本文抜粋
%%

領域代表より

大阪大学産業科学研究所

永井健治

シンギュラリティ生物学という領域名を目にし、「なんやこの“ジンクピリチオン効果注1”丸出しのネーミングは?」と思ってもらえたらまずは我々の思惑通りである。そもそも多くの方が、“シンギュラリティ”ってなんやねん?と思われるであろうが、既にその語句を知っている方でもシンギュラリティときいて思い浮かべるのは、人工知能がヒトの知能を凌駕する技術的特異点に違いない。しかし、これは本来の意味からの転用に他ならない。学術的(数学的)な意味でのシンギュラリティとは、ビッグバンのようにそれ以前の時間や空間など状態を定義できない特異点を指すものである。我々が扱う生命現象の例としては、生物リズムが生みだされる瞬間に見出される時間位相を定義できない時間位相特異点や、生物のパターン形成でみられる螺旋信号波の中心のように信号状態を定義できない空間位相特異点があげられよう。これら特異点の出現過程はまさに無から有の創出であり、その前後ではシステム状態は劇的に変化する。

本新学術領域では、個体や臓器などの多細胞システムのうち、その形態・動態が劇的に変化する生物学的現象をシンギュラリティ現象ととらえ、その駆動力となる稀な細胞や、爆発的な生命システムの変化が生じる原理を理解することを目指す。対象とする多細胞システムについては、少数個の細胞が反応核となることが強く示唆され、集団の形態・動態が爆発的な変化を遂げるものであれば生物種は問わない。現象についても、個体発生時のパターン形成から神経変性や免疫など基礎から医学的な現象まで幅広くカバーするが、既存の顕微鏡を用いる場合のように部分を拡大して一部を観察するだけで事足りる現象は範疇としない。あくまでも「いつ」「どこで」「どのように」“稀な細胞”が反応核となるのかを見出すために、極めて大規模な計測を必要とする生命現象が対象である。つまり、例えば100万個に1個の割合でしか存在しない細胞を解析するのに部分を拡大して100個の細胞を観察して解析しようとするような研究では我々の問いにアプローチできないのである。逆に、個体内の全ての細胞を解析するという研究は、確実に目的の細胞を余すことなく観察することができるので、我々の問いに迫ることができるであろう。しかしこれはあくまでも理想であると同時に、労力の無駄を生む。解析する対象に応じた適切なミニマムスケールを設定し、そのスケールの範囲でミクロからマクロに至るまで大規模に観察し、“稀な細胞”が引き起こす爆発的現象との相関関係、ひいては因果関係を突き詰めるような研究スタイルが望ましい。

%%

提供データ
%%

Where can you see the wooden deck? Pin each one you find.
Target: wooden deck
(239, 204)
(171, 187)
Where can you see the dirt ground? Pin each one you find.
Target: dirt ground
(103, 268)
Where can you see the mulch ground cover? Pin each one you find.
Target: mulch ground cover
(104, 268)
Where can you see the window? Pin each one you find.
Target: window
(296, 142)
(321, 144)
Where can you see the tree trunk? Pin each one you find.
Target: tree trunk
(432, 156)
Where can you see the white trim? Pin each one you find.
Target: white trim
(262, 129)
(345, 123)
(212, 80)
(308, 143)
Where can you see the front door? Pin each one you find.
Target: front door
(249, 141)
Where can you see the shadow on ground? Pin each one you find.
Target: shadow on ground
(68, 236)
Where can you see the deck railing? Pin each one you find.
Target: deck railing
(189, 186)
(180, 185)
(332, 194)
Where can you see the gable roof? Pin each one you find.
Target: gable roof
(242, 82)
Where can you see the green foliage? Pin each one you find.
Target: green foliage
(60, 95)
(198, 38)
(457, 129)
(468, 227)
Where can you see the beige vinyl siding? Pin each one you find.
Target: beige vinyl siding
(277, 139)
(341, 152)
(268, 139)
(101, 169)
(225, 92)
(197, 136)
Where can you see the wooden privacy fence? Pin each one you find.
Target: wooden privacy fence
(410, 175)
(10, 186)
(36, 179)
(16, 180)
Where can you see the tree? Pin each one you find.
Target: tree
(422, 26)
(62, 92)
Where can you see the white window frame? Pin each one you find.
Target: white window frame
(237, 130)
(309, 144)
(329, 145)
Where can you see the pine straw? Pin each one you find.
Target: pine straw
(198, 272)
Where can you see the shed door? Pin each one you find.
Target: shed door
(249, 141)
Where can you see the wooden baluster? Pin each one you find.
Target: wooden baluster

%%

課題 1
本文抜粋の「大阪大学産業科学研究所」から「ステム状態は劇的に変化する。」までを、両端を含めてそのまま書き写せ。
課題 2
本文抜粋によると、部分を拡大して100個の細胞を観察する研究では、なぜこの領域の問いにアプローチできないのか。1〜3文で説明せよ。
データは使わなくてよい。

解答 1
大阪大学産業科学研究所

永井健治

シンギュラリティ生物学という領域名を目にし、「なんやこの“ジンクピリチオン効果注1”丸出しのネーミングは?」と思ってもらえたらまずは我々の思惑通りである。そもそも多くの方が、“シンギュラリティ”ってなんやねん?と思われるであろうが、既にその語句を知っている方でもシンギュラリティときいて思い浮かべるのは、人工知能がヒトの知能を凌駕する技術的特異点に違いない。しかし、これは本来の意味からの転用に他ならない。学術的(数学的)な意味でのシンギュラリティとは、ビッグバンのようにそれ以前の時間や空間など状態を定義できない特異点を指すものである。我々が扱う生命現象の例としては、生物リズムが生みだされる瞬間に見出される時間位相を定義できない時間位相特異点や、生物のパターン形成でみられる螺旋信号波の中心のように信号状態を定義できない空間位相特異点があげられよう。これら特異点の出現過程はまさに無から有の創出であり、その前後ではシステム状態は劇的に変化する。

解答 2
この領域は、「いつ」「どこで」「どのように」“稀な細胞”が反応核となるのかを見出すことを目指しており、そのためには極めて大規模な計測が必要である。対象となる細胞は例えば100万個に1個の割合でしか存在しないため、部分を拡大して100個の細胞を観察するだけでは問いに迫れない。